Task directions:
Locate the line that contains "target | floodwater" in the entries below. Retype it and all following lines through the final one, character for character.

Data listing:
━━━━━━
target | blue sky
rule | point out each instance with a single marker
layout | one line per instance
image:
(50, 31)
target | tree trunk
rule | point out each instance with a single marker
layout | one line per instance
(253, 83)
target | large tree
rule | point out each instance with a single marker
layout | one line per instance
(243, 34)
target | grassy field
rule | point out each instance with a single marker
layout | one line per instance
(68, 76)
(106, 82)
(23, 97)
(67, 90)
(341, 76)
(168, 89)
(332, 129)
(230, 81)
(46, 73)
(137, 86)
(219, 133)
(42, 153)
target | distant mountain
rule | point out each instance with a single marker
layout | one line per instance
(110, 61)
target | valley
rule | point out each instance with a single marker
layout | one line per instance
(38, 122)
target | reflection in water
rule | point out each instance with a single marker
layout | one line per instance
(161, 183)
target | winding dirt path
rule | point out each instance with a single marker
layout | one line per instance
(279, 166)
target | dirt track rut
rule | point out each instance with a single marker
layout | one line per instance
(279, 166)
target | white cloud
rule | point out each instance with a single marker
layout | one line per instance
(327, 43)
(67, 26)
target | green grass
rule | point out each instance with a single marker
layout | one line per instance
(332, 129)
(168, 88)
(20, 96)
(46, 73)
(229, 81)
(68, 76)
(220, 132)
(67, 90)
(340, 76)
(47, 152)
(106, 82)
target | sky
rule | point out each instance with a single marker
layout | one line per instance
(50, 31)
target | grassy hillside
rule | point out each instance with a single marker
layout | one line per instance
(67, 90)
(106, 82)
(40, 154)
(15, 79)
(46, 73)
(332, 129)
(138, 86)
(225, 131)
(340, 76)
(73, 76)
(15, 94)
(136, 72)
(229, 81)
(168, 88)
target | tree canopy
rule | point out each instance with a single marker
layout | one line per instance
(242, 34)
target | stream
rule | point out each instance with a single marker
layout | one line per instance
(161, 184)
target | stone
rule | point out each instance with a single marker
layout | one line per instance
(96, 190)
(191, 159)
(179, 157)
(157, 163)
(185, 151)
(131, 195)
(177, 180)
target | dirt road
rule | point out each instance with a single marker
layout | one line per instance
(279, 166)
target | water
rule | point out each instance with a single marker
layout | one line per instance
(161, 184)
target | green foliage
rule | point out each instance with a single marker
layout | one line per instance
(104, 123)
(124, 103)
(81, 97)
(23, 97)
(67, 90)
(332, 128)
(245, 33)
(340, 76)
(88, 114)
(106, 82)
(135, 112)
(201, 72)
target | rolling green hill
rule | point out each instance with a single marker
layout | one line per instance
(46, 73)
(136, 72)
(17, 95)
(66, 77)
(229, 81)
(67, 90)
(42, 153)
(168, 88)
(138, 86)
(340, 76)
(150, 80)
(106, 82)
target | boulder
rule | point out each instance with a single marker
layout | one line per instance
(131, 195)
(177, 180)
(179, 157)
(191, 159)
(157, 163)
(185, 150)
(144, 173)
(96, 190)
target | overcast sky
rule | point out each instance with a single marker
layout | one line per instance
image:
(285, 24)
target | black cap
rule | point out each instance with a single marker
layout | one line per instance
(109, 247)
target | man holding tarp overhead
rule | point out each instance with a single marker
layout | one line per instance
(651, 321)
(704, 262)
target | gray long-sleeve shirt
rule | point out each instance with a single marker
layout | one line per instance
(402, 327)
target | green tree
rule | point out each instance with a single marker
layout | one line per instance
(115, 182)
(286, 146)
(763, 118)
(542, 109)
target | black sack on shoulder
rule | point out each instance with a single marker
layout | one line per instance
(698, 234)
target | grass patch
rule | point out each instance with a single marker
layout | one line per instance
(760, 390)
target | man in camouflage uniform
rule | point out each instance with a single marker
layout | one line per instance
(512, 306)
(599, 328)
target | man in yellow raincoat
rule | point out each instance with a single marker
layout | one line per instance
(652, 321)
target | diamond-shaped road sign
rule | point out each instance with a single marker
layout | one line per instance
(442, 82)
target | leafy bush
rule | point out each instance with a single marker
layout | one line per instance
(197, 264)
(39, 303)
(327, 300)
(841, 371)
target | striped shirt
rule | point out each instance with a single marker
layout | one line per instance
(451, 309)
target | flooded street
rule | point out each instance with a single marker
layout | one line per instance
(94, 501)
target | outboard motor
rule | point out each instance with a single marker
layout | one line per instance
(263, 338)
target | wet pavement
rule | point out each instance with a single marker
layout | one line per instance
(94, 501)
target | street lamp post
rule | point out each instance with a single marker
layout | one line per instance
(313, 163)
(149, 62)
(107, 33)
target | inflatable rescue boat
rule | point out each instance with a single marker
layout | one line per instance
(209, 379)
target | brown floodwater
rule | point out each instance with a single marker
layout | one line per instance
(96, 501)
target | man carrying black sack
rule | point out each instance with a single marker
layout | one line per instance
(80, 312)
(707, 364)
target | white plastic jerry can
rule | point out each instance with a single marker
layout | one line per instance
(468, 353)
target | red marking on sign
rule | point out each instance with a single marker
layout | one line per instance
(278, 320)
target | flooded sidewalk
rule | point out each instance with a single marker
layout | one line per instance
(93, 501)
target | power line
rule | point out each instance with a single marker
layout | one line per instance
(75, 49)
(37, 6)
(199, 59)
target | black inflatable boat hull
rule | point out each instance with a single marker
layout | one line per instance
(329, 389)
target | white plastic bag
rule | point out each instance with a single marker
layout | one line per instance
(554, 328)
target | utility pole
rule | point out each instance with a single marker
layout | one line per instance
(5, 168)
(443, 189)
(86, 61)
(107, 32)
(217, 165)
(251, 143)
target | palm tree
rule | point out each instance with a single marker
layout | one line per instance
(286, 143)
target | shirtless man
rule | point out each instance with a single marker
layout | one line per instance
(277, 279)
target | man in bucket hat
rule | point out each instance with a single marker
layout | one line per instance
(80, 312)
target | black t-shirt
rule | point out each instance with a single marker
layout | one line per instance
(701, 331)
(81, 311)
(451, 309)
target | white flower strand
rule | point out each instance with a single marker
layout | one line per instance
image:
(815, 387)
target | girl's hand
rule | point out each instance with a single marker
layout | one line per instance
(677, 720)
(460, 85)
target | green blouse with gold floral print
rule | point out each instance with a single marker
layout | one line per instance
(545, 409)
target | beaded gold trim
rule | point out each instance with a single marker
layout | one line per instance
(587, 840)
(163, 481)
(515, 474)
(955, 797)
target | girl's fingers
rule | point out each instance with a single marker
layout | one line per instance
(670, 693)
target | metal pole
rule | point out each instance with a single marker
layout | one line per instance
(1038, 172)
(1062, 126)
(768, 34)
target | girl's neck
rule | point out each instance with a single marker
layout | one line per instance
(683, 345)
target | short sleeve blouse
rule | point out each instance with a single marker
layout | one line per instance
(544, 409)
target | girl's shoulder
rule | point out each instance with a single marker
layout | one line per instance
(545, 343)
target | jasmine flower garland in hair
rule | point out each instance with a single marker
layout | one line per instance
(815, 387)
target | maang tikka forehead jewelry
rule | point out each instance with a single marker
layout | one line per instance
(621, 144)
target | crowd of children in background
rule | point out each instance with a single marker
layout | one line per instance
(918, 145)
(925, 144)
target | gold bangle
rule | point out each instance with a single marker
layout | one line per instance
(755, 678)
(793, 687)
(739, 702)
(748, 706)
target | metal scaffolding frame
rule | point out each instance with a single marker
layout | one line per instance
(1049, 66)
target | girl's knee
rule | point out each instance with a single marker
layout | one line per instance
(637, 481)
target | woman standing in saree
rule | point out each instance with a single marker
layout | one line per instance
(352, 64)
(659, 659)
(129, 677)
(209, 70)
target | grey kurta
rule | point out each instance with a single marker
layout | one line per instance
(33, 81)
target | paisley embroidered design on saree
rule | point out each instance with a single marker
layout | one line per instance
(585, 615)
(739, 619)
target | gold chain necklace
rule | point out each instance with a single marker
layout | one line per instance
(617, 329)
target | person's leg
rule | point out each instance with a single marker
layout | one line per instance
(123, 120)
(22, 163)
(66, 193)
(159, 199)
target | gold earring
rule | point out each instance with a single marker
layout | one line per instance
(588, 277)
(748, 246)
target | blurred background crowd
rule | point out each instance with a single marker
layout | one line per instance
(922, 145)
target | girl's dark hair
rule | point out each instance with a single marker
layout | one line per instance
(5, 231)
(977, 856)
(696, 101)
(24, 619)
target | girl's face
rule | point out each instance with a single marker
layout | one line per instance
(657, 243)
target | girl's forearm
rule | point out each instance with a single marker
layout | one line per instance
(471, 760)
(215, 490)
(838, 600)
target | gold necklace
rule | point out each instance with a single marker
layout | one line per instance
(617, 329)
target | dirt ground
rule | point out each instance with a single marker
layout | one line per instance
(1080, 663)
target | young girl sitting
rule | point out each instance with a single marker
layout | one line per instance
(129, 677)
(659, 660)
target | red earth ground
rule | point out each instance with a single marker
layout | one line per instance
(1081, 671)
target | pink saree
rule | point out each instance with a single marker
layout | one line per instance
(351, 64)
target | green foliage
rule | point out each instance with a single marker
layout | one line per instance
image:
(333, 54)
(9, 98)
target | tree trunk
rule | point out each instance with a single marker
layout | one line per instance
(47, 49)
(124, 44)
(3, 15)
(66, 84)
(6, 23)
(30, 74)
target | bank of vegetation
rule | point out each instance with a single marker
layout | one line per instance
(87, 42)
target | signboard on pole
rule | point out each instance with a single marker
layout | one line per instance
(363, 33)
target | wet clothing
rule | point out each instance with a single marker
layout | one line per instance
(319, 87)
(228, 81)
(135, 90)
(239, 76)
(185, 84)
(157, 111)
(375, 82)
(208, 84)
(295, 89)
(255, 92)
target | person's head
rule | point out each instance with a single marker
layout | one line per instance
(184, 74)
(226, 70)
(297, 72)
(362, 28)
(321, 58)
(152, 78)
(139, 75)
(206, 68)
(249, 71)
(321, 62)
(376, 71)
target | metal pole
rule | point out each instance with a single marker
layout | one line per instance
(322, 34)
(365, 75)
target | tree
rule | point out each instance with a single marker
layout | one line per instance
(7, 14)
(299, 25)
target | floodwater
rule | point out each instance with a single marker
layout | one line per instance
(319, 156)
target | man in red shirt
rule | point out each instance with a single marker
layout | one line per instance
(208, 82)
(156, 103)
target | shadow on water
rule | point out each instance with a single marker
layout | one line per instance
━━━━━━
Answer to the problem:
target | floodwater
rule | point out each instance with a single marker
layout | one line per instance
(319, 156)
target | man in red shirt
rule | point out each instance with a single marker
layout | one line per instance
(208, 82)
(156, 103)
target | shadow on water
rule | point out each instance with a single marker
layout | one line per instance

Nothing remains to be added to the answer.